* start Article *

Generations before, the Austro-Hungarian Empire had controlled Hely’s village in modern-day Serbia on the Romanian border. The emperor had awarded land to German pioneers who settled in the Donau Valley. Though life was difficult for the earliest pioneers, later generations of these Donauschwaben became prosperous farmers who maintained their German language and traditions, distinct from their Serbian and Romanian neighbors. To 6-year-old Hely, however, these distinctions weren’t important. “The Serbians in our neighboring villages were our friends, never our enemies,” she says simply.

In 1942, everything changed when Hitler declared that all Donauschwaben must serve the Fatherland. He sent forces to draft young Donauschwaben men. Nik was forced to leave his beloved family and farm.

Hely remembers, “Mother and I stayed with our family around us. My mother’s father was convinced no one would harm us, since we had never harmed anyone else. But many Donauschwaben began leaving Nakovo because of growing persecution and the threat of invasion. On Oct.5, 1944, a caravan of 150 horse-drawn wagons departed, leaving their beloved farms and pastoral lifestyle behind. My father had just come home that September and told us to hold on because he would be home again soon. That was the last time I saw my father. I was 8 years old.”

Anna and Hely waited for Nik and the unborn baby Anna now carried. On November 6, Communist forces led by Marshal Tito invaded Nakovo. They imprisoned Hely’s grandfather when he dumped his wine stocks rather than let them get drunk and run wild through the town. That day, he and others were taken away never to return. Any able-bodied Donauschwabe who hadn’t fled were deported to Soviet-backed labor camps in Siberia, sold as slaves to Serbian families or exterminated.

“By the time the soldiers came for us, the only ones left were the weak and sick. Since my mother was pregnant with my baby brother, they didn’t ship us out right away, but moved us with others into a section of town they called a retention camp.

* end Article *

• _Challenge 1_
Filter the rows, keeping only those that contain the string "interior".
The rows have no connection to the Donauschwaben passage.

* start Extracted data *

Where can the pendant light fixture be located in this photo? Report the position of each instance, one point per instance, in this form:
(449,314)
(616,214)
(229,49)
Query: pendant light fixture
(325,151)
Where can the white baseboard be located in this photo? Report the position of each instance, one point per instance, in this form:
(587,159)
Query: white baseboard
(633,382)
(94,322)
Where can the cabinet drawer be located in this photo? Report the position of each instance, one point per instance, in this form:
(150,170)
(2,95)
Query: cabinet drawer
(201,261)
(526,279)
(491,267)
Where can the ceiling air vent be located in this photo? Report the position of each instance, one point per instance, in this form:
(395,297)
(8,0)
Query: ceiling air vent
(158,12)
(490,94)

* end Extracted data *
* start Extracted data *

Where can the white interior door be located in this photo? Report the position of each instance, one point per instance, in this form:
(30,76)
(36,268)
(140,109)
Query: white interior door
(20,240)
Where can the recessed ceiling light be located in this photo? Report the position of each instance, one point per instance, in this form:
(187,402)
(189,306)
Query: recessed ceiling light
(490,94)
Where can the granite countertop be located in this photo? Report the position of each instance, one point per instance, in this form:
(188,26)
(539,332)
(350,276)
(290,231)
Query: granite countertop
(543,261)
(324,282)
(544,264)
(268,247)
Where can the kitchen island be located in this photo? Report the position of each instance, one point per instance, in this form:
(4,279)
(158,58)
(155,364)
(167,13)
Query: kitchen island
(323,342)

* end Extracted data *

• _Challenge 2_
List every person named in the Donauschwaben passage.

• _Expected answer 1_
Where can the white interior door be located in this photo? Report the position of each instance, one point per instance, in this form:
Query: white interior door

• _Expected answer 2_
Hely, Nik, Anna, Hitler, Marshal Tito